++++ TEXT EXTRACT

Jewish Jocks (Hardcover)
An Unorthodox Hall of Fame
Twelve, 9781455516131, 304pp.
Publication Date: October 30, 2012
Other Editions of This Title:
Contributors include some of today's most celebrated writers covering a vast assortment of topics, including David Remnick on the biggest mouth in sports, Howard Cosell; Jonathan Safran Foer on the prodigious and pugnacious Bobby Fischer; Man Booker Prize-winner Howard Jacobson writing elegantly on Marty Reisman, America's greatest ping-pong player and the sport's ultimate showman. Deborah Lipstadt examines the continuing legacy of the Munich Massacre, the fortieth anniversary of which coincided with the 2012 London Olympics. Jane Leavy reveals why Sandy Koufax agreed to attend her daughter's bat mitzvah. And we learn how Don Lerman single-handedly thrust competitive eating into the public eye with three pounds of butter and 120 jalapeño peppers. These essays are supplemented by a cover design and illustrations throughout by Mark Ulriksen.
From settlement houses to stadiums and everywhere in between, JEWISH JOCKS features men and women who do not always fit the standard athletic mold. Rather, they utilized talents long prized by a people of the book (and a people of commerce) to game these games to their advantage, in turn forcing the rest of the world to either copy their methods-or be left in their dust.

++++++++

▶ GIVEN REQUEST A
Turn the paragraph of the book description above that begins "Contributors include some of today's most celebrated writers" into a bulleted list, keeping each writer, subject, and main detail.
▶ GIVEN REQUEST B
According to the book description above, how many pages does the hardcover edition of Jewish Jocks have?

++++ PROVIDED DATA

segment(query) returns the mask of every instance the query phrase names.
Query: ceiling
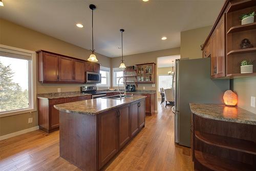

++++++++

▶ OUTPUT A
- David Remnick on Howard Cosell, the biggest mouth in sports
- Jonathan Safran Foer on the prodigious and pugnacious Bobby Fischer
- Man Booker Prize-winner Howard Jacobson on Marty Reisman, America's greatest ping-pong player and the sport's ultimate showman
- Deborah Lipstadt on the continuing legacy of the Munich Massacre, whose fortieth anniversary coincided with the 2012 London Olympics
- Jane Leavy on why Sandy Koufax agreed to attend her daughter's bat mitzvah
- How Don Lerman single-handedly thrust competitive eating into the public eye with three pounds of butter and 120 jalapeño peppers
- Cover design and illustrations throughout by Mark Ulriksen

▶ OUTPUT B
304 pages.